### Requirement A
Pick out every line of the records that contains the string "woman", and copy each one. Case counts.

### Page excerpt
┌──

Spirit Of the Game

Spirit of the Game is one of the core elements in flying disc sports. It is similar to fair play and sportsmanship, but there is a much higher emphasis put on it in Ultimate. It is summarised in this preamble to the rules of play:

“All players are responsible for administering and adhering to the rules. Ultimate relies upon a Spirit of the Game that places the responsibility for fair play on every player. It is trusted that no player will intentionally break the rules; thus there are no harsh penalties for breaches, but rather a method for resuming play in a manner which simulates what would most likely have occurred had there been no breach. Highly competitive play is encouraged, but should never sacrifice the mutual respect between players, adherence to the agreed-upon rules of the game, or the basic joy of play.”

Actions such as intentional fouling, cheating, dangerous plays, disrespectful conversations, and other ‘win at all costs’ behaviour are contrary to the Spirit of the Game. Often a player is in a position where it is to his/her advantage to foul or commit some violation, but that player is morally bound to abide by the rules. The integrity of the sport depends on each player’s responsibility to uphold Spirit of the Game, and this responsibility should not be taken lightly.

└──

### Entries supplied
┌──

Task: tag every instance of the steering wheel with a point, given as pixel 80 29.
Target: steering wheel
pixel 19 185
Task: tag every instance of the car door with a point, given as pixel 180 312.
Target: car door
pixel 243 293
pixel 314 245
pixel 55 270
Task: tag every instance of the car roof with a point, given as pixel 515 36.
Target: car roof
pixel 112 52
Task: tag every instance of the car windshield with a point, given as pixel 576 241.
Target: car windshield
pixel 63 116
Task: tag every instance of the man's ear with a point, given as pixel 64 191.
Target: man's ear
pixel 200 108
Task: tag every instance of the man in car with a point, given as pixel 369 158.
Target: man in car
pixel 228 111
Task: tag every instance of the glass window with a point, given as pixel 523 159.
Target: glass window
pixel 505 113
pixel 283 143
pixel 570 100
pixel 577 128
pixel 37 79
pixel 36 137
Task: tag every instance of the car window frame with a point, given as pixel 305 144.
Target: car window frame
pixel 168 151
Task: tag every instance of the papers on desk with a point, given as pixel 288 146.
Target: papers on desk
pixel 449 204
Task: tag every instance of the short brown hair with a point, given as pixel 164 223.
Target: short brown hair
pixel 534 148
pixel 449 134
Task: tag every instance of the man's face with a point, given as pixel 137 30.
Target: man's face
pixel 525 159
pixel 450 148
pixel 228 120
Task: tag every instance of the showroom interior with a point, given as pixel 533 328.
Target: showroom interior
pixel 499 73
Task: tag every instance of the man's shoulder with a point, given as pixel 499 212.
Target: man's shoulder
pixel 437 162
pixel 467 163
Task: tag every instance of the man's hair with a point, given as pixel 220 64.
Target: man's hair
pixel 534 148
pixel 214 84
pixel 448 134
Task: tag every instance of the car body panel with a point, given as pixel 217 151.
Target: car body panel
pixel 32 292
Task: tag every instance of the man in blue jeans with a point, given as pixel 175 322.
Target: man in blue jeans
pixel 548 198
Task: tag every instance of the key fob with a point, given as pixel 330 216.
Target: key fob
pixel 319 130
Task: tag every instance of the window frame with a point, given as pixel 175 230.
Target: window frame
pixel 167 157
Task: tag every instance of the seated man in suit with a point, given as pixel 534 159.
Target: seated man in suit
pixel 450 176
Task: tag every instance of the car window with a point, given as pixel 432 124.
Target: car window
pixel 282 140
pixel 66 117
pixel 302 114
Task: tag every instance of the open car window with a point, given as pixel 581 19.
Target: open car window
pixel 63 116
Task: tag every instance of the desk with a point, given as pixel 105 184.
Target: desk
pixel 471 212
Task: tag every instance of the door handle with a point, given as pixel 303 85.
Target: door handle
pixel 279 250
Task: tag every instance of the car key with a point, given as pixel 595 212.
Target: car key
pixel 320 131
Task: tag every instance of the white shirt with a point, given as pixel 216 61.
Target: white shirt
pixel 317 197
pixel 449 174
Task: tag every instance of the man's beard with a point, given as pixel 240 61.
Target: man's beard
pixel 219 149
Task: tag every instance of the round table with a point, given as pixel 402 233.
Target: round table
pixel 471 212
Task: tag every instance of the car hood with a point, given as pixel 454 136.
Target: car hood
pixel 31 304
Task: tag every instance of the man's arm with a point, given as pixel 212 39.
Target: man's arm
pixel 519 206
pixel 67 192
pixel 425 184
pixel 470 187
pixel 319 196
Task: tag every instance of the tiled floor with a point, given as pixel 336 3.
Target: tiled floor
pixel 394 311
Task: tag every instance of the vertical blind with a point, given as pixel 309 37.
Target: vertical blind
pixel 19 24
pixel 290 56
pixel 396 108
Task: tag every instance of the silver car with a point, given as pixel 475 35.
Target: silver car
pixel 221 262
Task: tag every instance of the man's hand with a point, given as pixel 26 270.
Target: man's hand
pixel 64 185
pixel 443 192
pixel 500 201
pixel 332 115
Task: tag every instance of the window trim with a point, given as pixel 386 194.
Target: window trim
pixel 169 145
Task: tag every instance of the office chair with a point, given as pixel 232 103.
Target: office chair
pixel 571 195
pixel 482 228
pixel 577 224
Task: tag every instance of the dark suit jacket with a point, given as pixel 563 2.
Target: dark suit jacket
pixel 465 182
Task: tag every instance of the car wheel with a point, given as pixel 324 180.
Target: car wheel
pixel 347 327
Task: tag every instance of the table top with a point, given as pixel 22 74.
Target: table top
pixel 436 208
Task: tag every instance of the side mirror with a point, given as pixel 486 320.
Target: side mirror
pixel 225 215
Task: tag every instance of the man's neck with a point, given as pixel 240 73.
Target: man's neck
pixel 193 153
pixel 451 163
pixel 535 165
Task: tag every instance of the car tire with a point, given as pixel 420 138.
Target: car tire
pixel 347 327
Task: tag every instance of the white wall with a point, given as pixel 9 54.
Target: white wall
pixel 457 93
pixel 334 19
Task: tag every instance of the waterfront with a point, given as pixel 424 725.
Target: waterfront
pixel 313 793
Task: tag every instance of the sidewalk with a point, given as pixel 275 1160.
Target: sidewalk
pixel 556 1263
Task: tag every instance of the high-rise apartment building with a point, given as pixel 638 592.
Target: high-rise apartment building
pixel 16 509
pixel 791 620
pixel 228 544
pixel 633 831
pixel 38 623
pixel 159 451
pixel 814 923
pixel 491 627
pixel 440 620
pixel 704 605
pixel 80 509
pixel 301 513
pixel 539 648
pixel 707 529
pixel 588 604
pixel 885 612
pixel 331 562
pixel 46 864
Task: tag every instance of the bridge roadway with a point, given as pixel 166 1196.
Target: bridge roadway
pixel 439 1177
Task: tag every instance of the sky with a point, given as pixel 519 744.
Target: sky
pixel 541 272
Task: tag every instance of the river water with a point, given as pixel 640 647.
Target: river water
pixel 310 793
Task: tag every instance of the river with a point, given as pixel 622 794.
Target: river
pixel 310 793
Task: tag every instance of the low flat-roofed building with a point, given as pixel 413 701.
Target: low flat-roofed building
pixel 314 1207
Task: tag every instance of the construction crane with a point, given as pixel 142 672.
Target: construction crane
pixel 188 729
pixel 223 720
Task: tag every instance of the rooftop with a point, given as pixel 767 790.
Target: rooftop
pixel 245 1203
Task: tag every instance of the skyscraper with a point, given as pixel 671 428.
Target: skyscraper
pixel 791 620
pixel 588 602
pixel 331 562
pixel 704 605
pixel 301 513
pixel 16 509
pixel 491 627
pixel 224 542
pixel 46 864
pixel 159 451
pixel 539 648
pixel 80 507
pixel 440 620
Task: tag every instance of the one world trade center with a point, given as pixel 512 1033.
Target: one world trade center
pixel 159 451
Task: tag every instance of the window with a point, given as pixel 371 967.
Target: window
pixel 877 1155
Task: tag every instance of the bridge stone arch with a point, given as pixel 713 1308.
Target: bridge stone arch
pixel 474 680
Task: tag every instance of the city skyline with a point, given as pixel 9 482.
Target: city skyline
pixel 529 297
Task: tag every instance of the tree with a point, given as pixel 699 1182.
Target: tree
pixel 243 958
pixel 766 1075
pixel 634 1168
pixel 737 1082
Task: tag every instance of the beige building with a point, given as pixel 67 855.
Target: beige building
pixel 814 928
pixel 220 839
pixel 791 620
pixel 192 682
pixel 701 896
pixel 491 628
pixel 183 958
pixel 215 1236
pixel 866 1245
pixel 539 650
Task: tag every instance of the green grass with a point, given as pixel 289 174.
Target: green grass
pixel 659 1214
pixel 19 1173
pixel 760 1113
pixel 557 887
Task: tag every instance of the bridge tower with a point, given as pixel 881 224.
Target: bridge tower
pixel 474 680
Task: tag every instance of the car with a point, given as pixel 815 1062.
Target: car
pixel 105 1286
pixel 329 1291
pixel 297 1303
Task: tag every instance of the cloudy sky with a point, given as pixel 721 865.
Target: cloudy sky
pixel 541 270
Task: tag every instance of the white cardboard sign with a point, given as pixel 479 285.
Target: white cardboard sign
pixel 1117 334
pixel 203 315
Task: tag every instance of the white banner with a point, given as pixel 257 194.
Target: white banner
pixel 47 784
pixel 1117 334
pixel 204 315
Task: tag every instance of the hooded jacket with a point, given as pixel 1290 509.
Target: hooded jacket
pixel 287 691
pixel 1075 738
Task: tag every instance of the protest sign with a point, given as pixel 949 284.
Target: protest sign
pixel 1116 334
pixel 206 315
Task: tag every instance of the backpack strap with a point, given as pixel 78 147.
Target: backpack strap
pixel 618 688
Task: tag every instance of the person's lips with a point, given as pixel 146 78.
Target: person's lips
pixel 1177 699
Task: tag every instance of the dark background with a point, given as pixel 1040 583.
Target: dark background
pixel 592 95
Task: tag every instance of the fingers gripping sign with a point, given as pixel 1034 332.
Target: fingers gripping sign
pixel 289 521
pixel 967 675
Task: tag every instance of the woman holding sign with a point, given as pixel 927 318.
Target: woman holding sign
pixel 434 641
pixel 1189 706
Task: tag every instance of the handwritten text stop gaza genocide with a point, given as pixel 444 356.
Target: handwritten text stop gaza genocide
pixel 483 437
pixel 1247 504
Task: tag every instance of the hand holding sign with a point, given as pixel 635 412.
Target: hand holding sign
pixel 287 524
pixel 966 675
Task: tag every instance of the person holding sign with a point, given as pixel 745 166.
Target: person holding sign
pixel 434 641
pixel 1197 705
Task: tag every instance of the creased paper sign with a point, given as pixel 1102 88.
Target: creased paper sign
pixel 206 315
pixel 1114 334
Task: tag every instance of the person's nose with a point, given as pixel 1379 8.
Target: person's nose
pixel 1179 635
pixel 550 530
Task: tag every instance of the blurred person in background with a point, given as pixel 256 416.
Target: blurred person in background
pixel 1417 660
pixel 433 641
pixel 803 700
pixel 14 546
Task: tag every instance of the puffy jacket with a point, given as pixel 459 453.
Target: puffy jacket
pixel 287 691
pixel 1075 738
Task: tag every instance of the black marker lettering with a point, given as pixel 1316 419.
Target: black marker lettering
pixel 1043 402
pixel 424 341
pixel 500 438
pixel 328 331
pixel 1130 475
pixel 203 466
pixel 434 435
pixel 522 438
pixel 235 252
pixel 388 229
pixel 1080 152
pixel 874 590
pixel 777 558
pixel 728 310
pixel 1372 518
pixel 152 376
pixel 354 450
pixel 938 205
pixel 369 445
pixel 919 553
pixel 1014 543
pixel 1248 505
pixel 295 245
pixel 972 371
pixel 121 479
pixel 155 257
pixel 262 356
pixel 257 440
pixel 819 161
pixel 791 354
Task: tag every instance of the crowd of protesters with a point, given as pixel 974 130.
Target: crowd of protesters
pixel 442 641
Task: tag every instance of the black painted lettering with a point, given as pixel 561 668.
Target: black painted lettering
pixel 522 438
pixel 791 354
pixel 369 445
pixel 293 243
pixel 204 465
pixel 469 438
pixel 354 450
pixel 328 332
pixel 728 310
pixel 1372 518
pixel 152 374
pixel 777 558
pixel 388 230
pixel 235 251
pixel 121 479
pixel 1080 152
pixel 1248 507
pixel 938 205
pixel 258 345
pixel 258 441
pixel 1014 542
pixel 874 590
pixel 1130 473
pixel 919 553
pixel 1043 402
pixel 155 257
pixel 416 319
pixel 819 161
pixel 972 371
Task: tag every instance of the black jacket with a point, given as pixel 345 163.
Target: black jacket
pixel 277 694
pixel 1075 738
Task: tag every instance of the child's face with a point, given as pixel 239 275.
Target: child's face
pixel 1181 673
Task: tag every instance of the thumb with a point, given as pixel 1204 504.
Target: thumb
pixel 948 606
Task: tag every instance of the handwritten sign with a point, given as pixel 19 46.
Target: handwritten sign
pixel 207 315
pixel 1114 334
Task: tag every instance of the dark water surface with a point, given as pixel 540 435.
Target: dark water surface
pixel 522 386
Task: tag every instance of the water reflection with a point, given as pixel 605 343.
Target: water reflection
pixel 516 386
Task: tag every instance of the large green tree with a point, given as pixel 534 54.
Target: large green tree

└──

### Requirement B
Answer these questions from the Spirit of the Game text:
(i) Which two things is Spirit of the Game said to be similar to?
(ii) According to the preamble, why are there no harsh penalties for breaches?
(iii) What does the integrity of the sport depend on?

### Worked solution A
Task: tag every instance of the woman holding sign with a point, given as pixel 927 318.
Target: woman holding sign

### Worked solution B
(i) Fair play and sportsmanship.
(ii) It is trusted that no player will intentionally break the rules.
(iii) Each player's responsibility to uphold Spirit of the Game.